Raw data
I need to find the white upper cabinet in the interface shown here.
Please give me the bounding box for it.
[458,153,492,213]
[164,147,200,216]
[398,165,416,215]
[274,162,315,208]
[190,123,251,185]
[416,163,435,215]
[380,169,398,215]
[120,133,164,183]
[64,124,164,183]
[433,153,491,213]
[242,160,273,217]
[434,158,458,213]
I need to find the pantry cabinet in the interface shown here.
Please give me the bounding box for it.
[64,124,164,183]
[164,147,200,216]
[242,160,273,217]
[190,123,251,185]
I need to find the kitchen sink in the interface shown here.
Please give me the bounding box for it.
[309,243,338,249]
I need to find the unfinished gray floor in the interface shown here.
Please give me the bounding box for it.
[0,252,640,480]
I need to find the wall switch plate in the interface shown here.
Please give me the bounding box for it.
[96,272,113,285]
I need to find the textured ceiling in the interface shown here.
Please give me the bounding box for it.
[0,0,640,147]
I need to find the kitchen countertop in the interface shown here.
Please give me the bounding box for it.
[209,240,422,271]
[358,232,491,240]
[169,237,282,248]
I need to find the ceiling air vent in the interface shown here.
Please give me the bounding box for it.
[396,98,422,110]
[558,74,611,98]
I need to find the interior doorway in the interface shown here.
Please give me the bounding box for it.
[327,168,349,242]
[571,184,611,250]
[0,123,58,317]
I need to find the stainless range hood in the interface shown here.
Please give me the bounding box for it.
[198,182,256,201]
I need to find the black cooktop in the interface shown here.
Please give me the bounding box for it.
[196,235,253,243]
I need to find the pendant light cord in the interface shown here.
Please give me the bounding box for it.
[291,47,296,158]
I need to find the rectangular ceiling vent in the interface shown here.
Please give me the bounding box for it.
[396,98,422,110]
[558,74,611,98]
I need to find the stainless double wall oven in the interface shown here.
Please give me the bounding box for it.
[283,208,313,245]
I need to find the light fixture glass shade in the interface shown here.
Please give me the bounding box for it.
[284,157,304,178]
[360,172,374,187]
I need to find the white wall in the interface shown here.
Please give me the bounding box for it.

Exercise task
Rewrite every line of the rows from the line containing "I need to find the black" through the end of the rows, requests included, multiplying each bounding box coordinate in the answers by 2.05 and rounding to the nearest whole number, with halves rounded up. Leave the requests unchanged.

Output
I need to find the black cooktop in the interface shown here.
Please give me the bounding box for it.
[402,482,519,498]
I need to find the pendant light cord in the interface shown here.
Please give me the bounding box for it.
[597,96,607,324]
I need to find the rectangular ceiling vent in the interface shown here.
Please give me the bounding box for it.
[812,201,865,226]
[1144,152,1253,201]
I need to find the stainless double wall oven in the interface shown here.
Please give me the bounding box for it.
[580,426,642,502]
I need to find the light fixture glass shade in the interface shown here.
Please give me the bounding box for it.
[582,322,623,365]
[738,353,767,383]
I need to find the white wall in the interface shown here.
Please give me the bounding box for it.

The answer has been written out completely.